# Start of Provided data

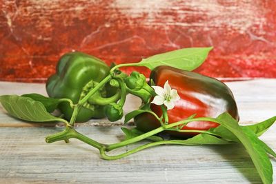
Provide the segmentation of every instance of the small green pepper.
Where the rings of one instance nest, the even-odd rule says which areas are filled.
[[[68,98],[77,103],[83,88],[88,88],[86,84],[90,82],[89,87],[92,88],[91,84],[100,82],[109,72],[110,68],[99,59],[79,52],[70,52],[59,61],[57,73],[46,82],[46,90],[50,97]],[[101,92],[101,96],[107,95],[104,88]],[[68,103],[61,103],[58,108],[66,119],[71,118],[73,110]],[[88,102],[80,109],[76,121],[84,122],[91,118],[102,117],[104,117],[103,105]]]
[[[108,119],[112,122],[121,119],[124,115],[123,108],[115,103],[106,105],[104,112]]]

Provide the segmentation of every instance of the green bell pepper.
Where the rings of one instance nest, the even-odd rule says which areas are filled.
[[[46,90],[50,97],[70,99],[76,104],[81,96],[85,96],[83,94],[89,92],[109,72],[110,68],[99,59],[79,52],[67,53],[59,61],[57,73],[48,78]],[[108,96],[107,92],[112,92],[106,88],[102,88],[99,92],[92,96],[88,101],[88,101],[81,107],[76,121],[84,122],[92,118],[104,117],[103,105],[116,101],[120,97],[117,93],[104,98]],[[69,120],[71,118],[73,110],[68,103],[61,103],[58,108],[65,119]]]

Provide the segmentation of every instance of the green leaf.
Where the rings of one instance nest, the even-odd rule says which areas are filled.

# End of Provided data
# Start of Provided data

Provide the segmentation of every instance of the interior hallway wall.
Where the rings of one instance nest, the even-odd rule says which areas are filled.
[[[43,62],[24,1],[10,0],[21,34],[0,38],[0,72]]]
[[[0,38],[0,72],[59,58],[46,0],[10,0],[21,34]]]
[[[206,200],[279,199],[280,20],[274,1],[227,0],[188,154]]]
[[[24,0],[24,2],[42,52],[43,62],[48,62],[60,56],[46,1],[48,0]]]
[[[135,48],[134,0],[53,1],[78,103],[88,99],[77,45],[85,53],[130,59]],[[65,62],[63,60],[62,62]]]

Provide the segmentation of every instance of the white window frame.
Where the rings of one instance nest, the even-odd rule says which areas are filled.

# End of Provided data

■ What is being asked:
Please gather every line in the records above that contains the string "segmentation". Case counts, so match capital and lowercase letters precisely.

■ Result of this exercise:
Provide the segmentation of every instance of the small green pepper.
Provide the segmentation of every instance of the green bell pepper.
Provide the segmentation of every instance of the green leaf.
Provide the segmentation of every instance of the interior hallway wall.
Provide the segmentation of every instance of the white window frame.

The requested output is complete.